*** Opening of GIVEN INFORMATION ***

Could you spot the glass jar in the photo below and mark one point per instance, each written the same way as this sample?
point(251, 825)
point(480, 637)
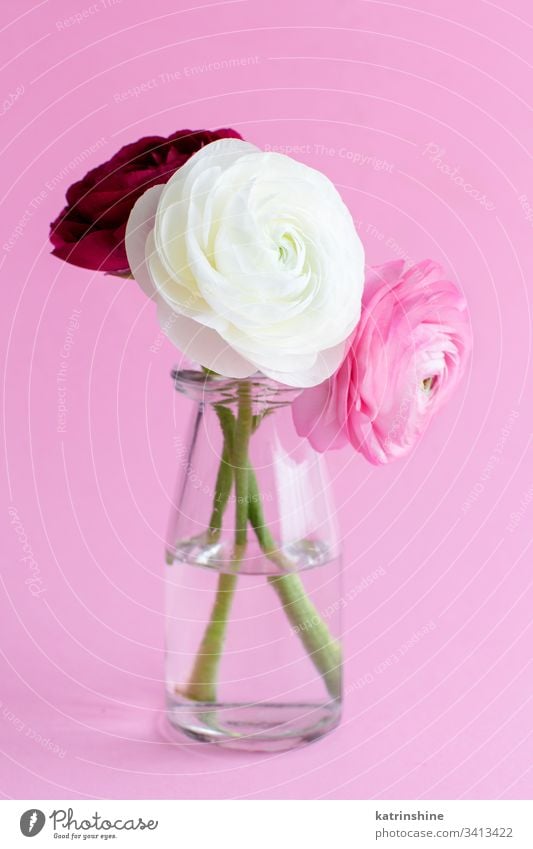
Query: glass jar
point(253, 658)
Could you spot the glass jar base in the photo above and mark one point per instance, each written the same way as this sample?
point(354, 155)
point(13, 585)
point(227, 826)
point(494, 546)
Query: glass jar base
point(265, 727)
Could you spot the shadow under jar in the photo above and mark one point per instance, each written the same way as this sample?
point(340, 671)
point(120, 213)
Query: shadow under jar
point(253, 658)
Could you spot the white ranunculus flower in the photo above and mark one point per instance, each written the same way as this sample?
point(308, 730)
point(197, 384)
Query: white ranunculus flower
point(254, 262)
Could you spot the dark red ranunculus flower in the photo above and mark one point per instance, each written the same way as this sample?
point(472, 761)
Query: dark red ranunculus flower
point(89, 232)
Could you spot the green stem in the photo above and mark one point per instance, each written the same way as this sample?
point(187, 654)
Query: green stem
point(203, 681)
point(323, 649)
point(224, 480)
point(202, 685)
point(243, 430)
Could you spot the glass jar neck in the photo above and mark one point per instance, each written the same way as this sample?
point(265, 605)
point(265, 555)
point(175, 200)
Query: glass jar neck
point(207, 388)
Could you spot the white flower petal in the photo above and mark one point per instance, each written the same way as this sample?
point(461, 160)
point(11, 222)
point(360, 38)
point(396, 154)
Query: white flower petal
point(202, 344)
point(140, 225)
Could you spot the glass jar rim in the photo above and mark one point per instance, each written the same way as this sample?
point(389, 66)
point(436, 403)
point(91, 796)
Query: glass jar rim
point(213, 388)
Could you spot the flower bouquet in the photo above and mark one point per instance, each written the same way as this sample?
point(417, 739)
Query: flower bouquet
point(257, 274)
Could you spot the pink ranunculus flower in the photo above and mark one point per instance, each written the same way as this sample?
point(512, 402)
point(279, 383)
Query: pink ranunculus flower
point(404, 359)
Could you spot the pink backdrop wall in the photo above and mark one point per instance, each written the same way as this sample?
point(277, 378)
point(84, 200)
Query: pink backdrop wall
point(419, 111)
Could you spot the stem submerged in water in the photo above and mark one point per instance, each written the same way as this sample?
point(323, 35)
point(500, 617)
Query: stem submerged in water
point(202, 684)
point(323, 649)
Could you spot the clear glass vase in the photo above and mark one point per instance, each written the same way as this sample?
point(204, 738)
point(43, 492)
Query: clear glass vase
point(253, 658)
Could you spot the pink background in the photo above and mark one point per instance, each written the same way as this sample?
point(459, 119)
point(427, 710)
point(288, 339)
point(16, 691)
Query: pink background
point(367, 86)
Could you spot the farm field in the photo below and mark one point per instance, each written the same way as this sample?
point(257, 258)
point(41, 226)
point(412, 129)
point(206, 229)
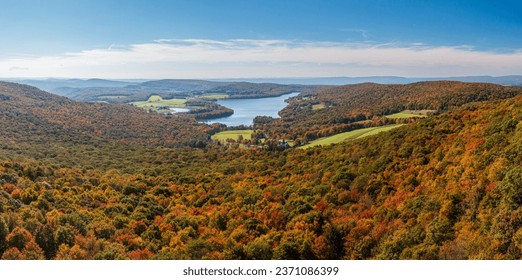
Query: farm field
point(157, 101)
point(351, 135)
point(233, 134)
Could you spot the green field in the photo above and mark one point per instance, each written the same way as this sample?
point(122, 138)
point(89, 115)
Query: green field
point(233, 134)
point(351, 135)
point(157, 101)
point(410, 114)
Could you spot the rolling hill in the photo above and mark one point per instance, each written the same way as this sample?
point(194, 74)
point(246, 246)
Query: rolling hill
point(102, 181)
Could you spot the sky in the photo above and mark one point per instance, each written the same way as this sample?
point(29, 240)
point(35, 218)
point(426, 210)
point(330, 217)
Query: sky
point(156, 39)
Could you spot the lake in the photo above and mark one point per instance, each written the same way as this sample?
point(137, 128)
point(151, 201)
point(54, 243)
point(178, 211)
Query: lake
point(245, 110)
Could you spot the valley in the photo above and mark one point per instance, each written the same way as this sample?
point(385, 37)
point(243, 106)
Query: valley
point(427, 170)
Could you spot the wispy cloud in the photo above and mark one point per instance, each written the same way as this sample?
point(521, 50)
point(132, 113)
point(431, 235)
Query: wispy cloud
point(203, 58)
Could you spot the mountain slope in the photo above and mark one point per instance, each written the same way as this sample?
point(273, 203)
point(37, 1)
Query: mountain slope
point(444, 187)
point(331, 110)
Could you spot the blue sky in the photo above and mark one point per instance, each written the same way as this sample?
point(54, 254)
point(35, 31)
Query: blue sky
point(226, 39)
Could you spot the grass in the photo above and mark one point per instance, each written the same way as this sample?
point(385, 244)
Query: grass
point(351, 135)
point(233, 134)
point(157, 101)
point(410, 114)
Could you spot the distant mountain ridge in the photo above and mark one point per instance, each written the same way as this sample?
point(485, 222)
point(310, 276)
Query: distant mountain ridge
point(512, 80)
point(123, 91)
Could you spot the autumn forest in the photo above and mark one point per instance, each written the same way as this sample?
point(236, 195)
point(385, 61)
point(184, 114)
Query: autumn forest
point(99, 181)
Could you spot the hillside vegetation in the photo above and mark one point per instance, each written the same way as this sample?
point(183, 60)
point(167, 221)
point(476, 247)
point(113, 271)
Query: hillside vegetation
point(99, 181)
point(344, 107)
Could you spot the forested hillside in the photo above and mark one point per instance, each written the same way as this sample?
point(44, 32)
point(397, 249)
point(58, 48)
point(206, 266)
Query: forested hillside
point(98, 181)
point(331, 110)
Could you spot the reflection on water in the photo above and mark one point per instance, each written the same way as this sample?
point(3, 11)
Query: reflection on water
point(245, 110)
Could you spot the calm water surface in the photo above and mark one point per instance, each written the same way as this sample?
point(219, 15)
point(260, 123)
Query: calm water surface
point(245, 110)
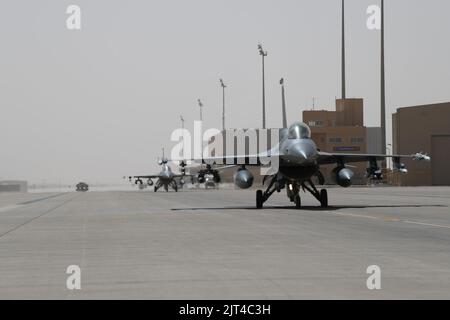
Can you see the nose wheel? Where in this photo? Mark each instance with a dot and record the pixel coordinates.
(259, 199)
(323, 198)
(298, 201)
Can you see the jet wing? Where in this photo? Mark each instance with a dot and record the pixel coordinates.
(143, 177)
(330, 158)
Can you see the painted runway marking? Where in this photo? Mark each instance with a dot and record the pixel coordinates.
(10, 207)
(389, 219)
(427, 224)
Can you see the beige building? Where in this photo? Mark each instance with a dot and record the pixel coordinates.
(423, 128)
(343, 131)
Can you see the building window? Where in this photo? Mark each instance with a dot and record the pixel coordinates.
(357, 140)
(316, 123)
(335, 140)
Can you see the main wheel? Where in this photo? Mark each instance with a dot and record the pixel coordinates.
(323, 198)
(298, 201)
(259, 199)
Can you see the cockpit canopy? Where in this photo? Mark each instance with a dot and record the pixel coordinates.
(299, 130)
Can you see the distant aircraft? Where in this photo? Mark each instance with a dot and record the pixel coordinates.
(166, 178)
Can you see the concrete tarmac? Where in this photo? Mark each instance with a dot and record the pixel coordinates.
(199, 244)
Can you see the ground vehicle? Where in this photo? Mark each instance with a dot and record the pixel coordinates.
(82, 186)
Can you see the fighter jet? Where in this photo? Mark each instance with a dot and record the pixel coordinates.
(299, 161)
(166, 178)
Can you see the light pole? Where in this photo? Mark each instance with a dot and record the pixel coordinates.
(383, 84)
(223, 104)
(343, 51)
(182, 136)
(283, 103)
(263, 55)
(200, 104)
(389, 152)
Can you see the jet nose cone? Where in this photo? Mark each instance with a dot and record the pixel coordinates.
(301, 153)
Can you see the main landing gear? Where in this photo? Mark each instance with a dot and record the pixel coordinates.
(293, 193)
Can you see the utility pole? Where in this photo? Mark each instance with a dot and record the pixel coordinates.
(263, 55)
(223, 104)
(182, 136)
(200, 104)
(383, 85)
(283, 103)
(343, 51)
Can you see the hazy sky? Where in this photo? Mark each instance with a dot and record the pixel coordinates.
(99, 103)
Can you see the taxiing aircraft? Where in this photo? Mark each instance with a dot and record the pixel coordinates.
(166, 178)
(299, 162)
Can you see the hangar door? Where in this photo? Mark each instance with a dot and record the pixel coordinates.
(440, 160)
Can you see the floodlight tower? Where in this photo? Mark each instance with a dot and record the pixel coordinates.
(182, 135)
(283, 103)
(343, 51)
(263, 55)
(200, 104)
(383, 85)
(222, 84)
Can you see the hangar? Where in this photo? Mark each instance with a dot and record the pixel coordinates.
(423, 128)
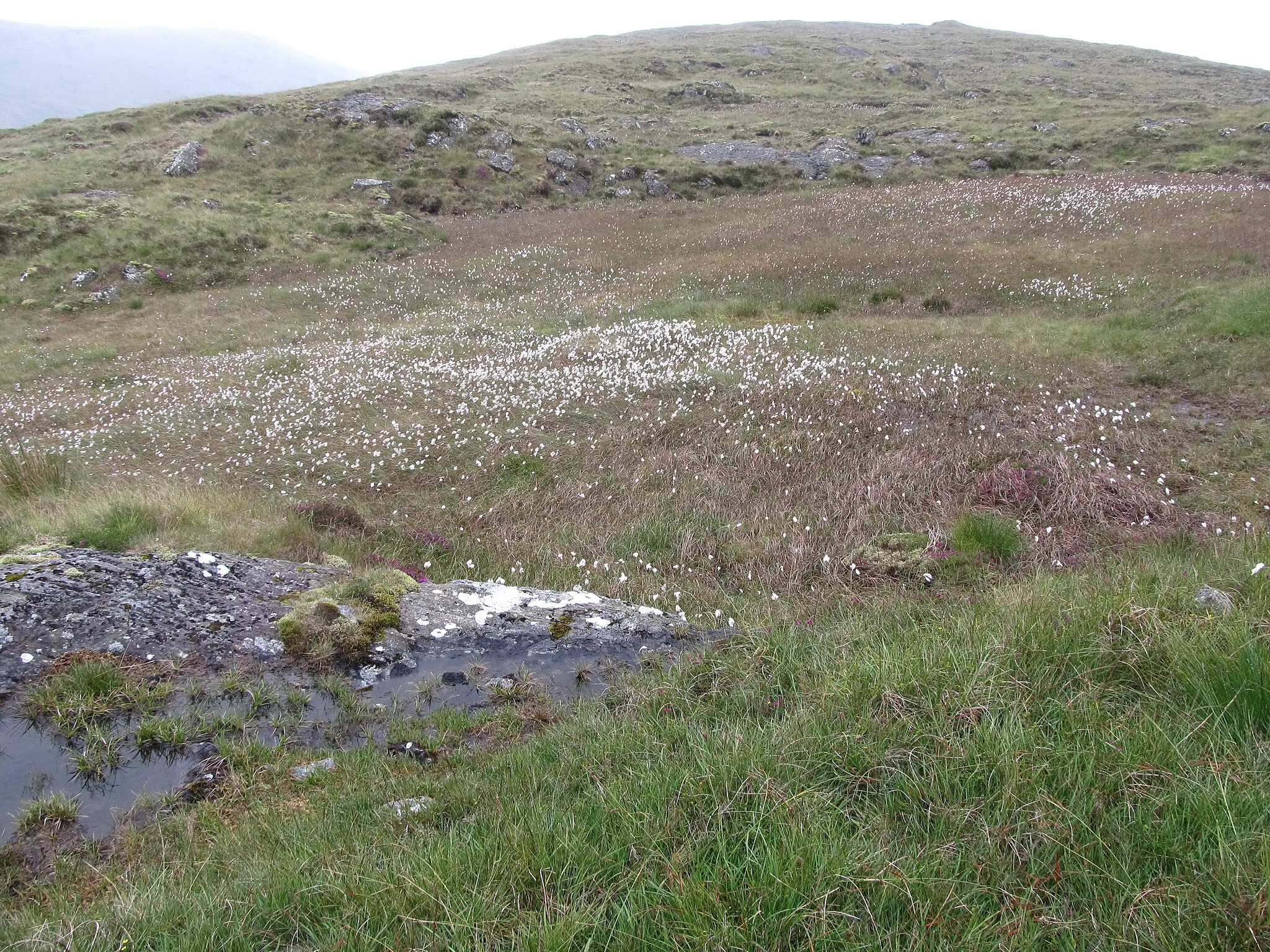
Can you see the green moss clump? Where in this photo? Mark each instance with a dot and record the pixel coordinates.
(338, 624)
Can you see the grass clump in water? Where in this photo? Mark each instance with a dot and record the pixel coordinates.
(339, 622)
(987, 536)
(51, 810)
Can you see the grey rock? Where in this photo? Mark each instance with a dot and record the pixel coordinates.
(500, 140)
(184, 161)
(654, 186)
(504, 162)
(411, 806)
(146, 603)
(563, 159)
(1213, 599)
(304, 772)
(877, 165)
(733, 151)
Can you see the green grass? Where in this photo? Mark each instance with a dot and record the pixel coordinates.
(986, 535)
(29, 472)
(1054, 763)
(51, 810)
(115, 528)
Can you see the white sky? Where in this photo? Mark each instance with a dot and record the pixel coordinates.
(390, 35)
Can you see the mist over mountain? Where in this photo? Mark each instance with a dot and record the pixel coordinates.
(66, 71)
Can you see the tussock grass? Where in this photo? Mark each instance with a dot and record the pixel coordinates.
(29, 472)
(52, 810)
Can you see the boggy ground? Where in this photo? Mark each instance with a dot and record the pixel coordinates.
(953, 459)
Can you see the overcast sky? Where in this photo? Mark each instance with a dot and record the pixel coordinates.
(390, 35)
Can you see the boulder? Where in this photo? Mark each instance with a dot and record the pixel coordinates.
(184, 161)
(563, 159)
(654, 186)
(500, 140)
(504, 162)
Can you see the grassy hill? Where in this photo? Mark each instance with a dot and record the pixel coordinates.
(275, 187)
(949, 454)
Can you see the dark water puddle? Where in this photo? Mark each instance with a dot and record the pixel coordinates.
(35, 763)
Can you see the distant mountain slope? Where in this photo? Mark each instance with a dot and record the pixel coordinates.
(65, 71)
(373, 168)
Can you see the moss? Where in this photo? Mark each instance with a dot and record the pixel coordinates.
(339, 622)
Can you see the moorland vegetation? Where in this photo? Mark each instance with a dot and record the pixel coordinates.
(948, 454)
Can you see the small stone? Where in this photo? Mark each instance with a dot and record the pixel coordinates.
(1213, 599)
(412, 806)
(184, 161)
(306, 771)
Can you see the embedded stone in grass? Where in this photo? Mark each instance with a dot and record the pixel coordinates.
(411, 806)
(184, 161)
(1213, 599)
(304, 772)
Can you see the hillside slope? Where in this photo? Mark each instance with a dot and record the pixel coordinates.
(658, 116)
(52, 71)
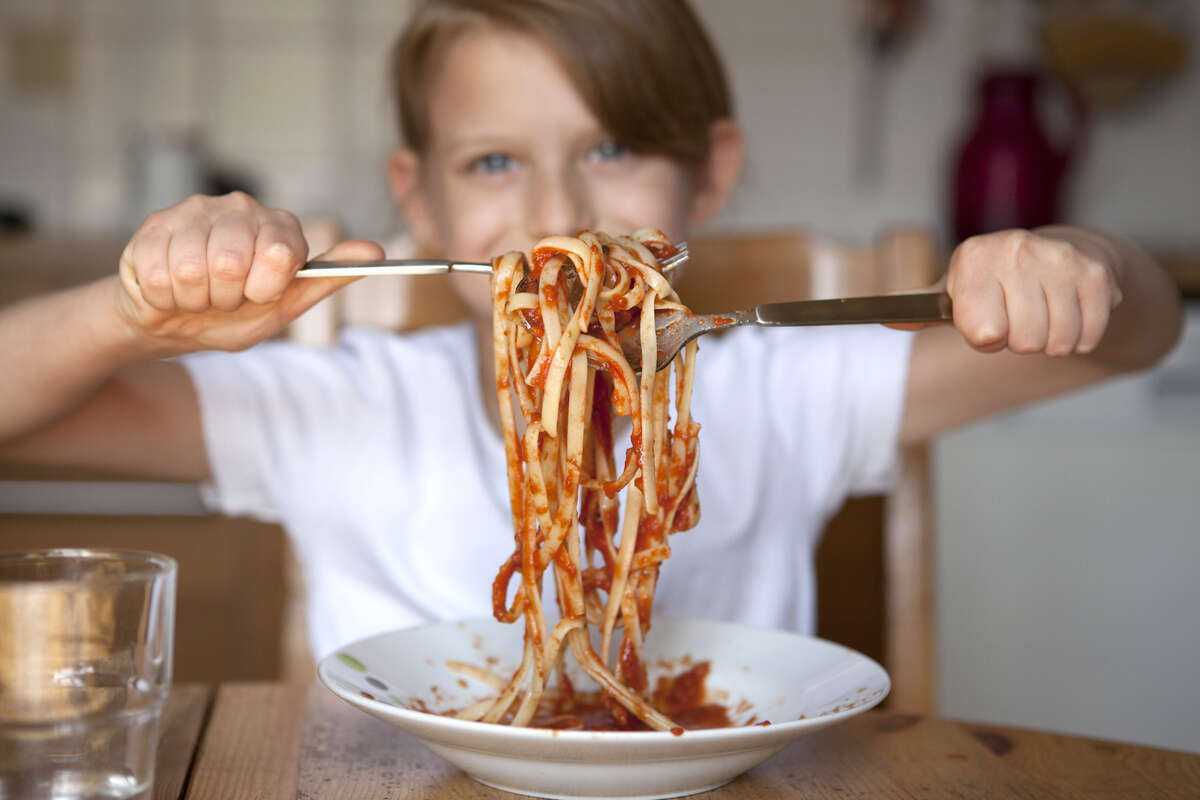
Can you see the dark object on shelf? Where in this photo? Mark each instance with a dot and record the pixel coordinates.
(1008, 174)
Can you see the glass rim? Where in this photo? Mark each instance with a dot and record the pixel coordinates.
(144, 564)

*** Close of GIVEN INFORMATION ***

Above are the records; from them, give again exactly the lines from the one containing "point(194, 74)" to the one containing "point(330, 217)", both lines included, and nothing more.

• **SOLUTION**
point(194, 74)
point(246, 246)
Query: rolling hill
point(102, 181)
Could you spot the sky in the photo above and mark one point per instance, each written the same way as this sample?
point(29, 240)
point(35, 218)
point(426, 210)
point(330, 217)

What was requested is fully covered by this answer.